(ЧАСТИ УПРАЖНЕНИЯ):
1 > Что, согласно тексту о «Гефсиманской ночи», будет длиться до скончания мира?
2 > Напишите продолжение текста о «Гефсиманской ночи», начиная сразу после его последнего предложения.
---- ТЕКСТ
Больше недели прошло с той ночи, когда я прочла “Гефсиманскую ночь”[228] но все еще звучит во мне ее “Ad tuas, Domine, tribunal appello![229].

И второе – такое мне знакомое – что агония Христа будет длиться до скончания мира.

В одной из Сергиевых пасх я пришла как-то с этой мыслью (своей, не Паскалевской) к Флоренскому. Он говорил: Христос воскрес. А я должна была сказать ему, что ничего не знаю об этом. А в страстную неделю и тогда, и теперь знала, что весь мир вовлечен в мистерию сораспятия и сопогребения Ему – с той поры, как он, мир, стоит и до той поры пока будет стоять.

Как Вы думаете, отчего Нитше не выстрадал этого права, какое явилось у Паскаля. Ведь и у него была бездна под ногами – и только бездна, куда летели вниз головой тысячелетние ценности. И одиночеств. И жестокая болезнь. <…>

Я пишу непоследовательно, бессвязно. Я бы хотела до смерти, на этом еще свете, разок поговорить с Вами о Гефсиманской ночи.
--------
---- ИЗВЛЕЧЁННЫЕ ЗАПИСИ
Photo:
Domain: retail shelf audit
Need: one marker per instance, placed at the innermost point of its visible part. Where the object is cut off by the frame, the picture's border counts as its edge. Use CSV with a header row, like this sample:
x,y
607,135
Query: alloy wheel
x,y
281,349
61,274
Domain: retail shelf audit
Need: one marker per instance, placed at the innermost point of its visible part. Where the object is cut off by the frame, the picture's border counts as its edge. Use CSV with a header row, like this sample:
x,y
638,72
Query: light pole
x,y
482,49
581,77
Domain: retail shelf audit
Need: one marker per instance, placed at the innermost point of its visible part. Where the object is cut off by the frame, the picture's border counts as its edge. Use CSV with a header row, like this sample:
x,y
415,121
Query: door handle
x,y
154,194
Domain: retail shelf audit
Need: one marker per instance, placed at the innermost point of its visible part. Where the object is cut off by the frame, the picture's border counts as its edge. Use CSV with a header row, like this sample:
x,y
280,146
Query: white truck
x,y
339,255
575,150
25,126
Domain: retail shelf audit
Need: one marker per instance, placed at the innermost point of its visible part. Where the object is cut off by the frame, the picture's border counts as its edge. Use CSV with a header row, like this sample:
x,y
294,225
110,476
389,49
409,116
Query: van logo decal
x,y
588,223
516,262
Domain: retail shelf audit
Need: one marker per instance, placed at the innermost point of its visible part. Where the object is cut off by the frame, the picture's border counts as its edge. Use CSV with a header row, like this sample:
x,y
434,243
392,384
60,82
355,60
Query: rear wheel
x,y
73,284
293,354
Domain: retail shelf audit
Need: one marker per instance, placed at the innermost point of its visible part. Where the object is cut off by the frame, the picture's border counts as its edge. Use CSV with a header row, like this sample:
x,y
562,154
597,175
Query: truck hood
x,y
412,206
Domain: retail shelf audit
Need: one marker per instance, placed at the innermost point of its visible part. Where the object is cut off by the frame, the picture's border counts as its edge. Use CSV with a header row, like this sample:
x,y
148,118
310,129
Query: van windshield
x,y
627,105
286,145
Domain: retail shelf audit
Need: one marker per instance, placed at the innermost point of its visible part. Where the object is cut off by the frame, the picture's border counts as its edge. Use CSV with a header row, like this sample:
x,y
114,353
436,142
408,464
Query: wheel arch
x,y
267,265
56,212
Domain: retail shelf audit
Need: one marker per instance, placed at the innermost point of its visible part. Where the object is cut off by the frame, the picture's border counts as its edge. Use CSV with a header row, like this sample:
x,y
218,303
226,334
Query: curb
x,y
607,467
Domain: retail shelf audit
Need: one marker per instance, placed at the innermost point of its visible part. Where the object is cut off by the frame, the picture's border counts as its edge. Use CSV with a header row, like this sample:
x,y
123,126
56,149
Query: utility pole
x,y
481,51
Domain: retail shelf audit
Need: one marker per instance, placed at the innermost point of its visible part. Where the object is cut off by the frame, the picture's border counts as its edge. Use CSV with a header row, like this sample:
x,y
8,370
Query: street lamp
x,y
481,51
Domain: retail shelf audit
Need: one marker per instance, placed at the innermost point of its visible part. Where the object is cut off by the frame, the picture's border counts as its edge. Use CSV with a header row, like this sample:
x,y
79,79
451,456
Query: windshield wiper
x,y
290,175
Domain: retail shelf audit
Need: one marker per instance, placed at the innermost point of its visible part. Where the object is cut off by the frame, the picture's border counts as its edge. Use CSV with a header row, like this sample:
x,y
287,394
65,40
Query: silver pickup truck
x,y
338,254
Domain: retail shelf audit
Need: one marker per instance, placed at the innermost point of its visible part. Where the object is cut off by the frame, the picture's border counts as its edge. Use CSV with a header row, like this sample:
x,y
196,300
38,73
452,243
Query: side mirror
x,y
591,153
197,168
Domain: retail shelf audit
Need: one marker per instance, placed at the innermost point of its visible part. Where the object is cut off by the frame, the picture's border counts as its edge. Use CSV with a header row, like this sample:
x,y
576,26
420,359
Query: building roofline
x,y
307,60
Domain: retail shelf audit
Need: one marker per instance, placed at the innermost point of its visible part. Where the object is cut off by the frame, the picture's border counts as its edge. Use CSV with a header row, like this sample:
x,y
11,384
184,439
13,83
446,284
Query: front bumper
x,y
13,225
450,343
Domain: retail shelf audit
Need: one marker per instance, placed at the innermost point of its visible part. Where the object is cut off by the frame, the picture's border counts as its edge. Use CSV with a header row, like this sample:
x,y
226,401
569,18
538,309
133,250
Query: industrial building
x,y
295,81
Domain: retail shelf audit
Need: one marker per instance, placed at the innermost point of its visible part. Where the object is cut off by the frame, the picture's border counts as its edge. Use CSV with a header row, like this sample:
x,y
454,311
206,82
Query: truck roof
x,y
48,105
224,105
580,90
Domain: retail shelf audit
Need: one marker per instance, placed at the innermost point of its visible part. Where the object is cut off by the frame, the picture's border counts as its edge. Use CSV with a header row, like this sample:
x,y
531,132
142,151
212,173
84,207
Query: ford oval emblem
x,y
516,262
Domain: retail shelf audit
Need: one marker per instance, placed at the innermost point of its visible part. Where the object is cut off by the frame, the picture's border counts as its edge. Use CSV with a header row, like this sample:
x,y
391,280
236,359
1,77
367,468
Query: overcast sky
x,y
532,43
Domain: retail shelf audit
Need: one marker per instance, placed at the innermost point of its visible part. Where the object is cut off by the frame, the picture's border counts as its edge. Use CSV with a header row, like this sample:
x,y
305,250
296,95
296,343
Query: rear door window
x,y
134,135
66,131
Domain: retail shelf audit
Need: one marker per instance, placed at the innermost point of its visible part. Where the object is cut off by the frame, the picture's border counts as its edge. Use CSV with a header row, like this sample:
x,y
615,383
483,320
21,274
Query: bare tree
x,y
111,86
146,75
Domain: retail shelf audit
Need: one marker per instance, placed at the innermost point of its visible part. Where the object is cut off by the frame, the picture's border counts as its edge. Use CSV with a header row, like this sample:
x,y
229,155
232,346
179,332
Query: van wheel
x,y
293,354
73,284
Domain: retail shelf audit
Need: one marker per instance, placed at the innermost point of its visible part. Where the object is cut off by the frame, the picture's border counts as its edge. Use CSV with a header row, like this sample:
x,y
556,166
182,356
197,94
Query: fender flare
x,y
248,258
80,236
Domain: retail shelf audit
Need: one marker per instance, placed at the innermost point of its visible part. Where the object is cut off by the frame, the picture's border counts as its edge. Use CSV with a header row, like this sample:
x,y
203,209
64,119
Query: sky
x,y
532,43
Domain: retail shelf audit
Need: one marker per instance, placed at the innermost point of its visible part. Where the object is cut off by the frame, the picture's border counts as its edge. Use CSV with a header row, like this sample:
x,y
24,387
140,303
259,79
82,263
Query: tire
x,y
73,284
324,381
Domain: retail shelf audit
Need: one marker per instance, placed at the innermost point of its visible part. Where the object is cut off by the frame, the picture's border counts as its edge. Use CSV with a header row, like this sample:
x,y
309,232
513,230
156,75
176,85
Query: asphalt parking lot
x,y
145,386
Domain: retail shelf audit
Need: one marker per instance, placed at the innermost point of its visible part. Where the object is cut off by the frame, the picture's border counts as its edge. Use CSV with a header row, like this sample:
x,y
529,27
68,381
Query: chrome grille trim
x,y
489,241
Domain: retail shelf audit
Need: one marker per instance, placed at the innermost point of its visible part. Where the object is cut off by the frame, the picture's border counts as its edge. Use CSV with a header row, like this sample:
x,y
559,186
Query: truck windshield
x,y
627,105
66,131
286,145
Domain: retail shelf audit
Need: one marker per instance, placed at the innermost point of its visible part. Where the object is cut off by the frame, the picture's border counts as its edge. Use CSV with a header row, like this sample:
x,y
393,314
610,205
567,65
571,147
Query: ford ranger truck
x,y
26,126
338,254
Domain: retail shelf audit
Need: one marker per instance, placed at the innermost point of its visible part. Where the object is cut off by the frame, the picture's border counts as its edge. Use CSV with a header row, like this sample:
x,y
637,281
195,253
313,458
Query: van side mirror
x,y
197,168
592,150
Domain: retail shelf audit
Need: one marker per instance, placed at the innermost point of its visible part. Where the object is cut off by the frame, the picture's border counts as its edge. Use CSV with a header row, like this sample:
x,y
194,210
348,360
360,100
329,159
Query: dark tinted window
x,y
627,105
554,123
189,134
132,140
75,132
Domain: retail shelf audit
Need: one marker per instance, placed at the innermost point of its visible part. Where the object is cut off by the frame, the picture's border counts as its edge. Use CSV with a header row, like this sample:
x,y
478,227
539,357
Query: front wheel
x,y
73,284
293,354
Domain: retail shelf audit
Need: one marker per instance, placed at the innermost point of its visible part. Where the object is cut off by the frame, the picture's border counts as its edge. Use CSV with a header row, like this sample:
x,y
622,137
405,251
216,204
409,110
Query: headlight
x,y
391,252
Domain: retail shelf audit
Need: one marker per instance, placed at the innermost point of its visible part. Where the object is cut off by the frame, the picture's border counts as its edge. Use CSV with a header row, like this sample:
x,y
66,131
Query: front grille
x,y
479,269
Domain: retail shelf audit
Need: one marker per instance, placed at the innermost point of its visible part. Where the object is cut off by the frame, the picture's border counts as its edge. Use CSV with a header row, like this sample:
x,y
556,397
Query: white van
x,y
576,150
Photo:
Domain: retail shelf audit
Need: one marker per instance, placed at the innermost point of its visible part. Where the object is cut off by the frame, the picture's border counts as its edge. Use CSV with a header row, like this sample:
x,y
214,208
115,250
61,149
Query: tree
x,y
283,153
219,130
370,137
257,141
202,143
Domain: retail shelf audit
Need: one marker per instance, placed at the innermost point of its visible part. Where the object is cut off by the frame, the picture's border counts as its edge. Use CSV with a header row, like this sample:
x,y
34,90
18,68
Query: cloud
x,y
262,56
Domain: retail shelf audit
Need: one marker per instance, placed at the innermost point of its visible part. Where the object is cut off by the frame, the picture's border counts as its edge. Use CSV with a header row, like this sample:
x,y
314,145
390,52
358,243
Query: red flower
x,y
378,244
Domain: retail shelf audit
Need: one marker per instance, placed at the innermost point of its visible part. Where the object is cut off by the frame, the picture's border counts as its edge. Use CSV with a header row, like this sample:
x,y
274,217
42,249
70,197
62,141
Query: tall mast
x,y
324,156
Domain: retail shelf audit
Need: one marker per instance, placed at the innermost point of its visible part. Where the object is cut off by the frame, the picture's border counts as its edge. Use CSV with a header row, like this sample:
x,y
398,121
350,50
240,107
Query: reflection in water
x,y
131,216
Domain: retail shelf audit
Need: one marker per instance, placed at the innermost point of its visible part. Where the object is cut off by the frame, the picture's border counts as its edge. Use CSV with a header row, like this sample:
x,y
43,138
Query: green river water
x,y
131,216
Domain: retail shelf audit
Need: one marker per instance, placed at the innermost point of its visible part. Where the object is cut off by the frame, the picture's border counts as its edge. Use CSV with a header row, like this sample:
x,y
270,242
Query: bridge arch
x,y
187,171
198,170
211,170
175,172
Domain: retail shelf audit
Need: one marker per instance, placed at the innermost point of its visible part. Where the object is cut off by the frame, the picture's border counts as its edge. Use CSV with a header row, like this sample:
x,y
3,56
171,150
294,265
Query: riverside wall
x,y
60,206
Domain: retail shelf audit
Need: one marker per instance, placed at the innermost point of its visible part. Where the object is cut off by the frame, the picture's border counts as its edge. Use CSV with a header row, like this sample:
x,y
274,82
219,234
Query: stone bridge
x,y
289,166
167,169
--------
(ОТВЕТЫ К УПРАЖНЕНИЮ):
1 > Агония Христа.

2 >
Писать я разучилась – да, пожалуй, и не умела никогда.

А говорить – с немногими, с Вами – с покойным Гершензоном[230] – временами могла, так что было понятно, о чем я спрашивала и понятно, что я понимала то, что отвечают мне те, “чей светоч на горе”.

Мар. Борис.[231], кот. дала мне “Гефсиманскую ночь”, согласилась со мной, что от этой книги сильный свежий ветер горных вершин с перевалами туда, где… Она думает, что туда, где теперь Мих. Осип. И она в чем-то права.


И заканчивает письмо словами:


Привет Вашему дому. А Вам – мир. Не покой, но мир…


Больше писем не будет. Только дневники Варвары и ее сны о Шестове. Он будет теперь частым гостем ее ночных видений.


Приснился сегодня Л.И. (Шестов). Вошел молодой, быстрый, радостный. В руках огромный букет цветов. Положил его передо мной с лучистой застенчивой своей улыбкой. Четырнадцать лет прошло с тех пор, как видела ее в последний раз. Десять лет со дня последнего письма. Не означает ли сон этот (цветы, помолодение, улыбка), что он перешагнул уже и может быть именно в эту ночь за ту черту, где нет уже старости, нет условностей и преград человеческого обихода, нет ни Парижа, ни Москвы. И нет разлуки[232].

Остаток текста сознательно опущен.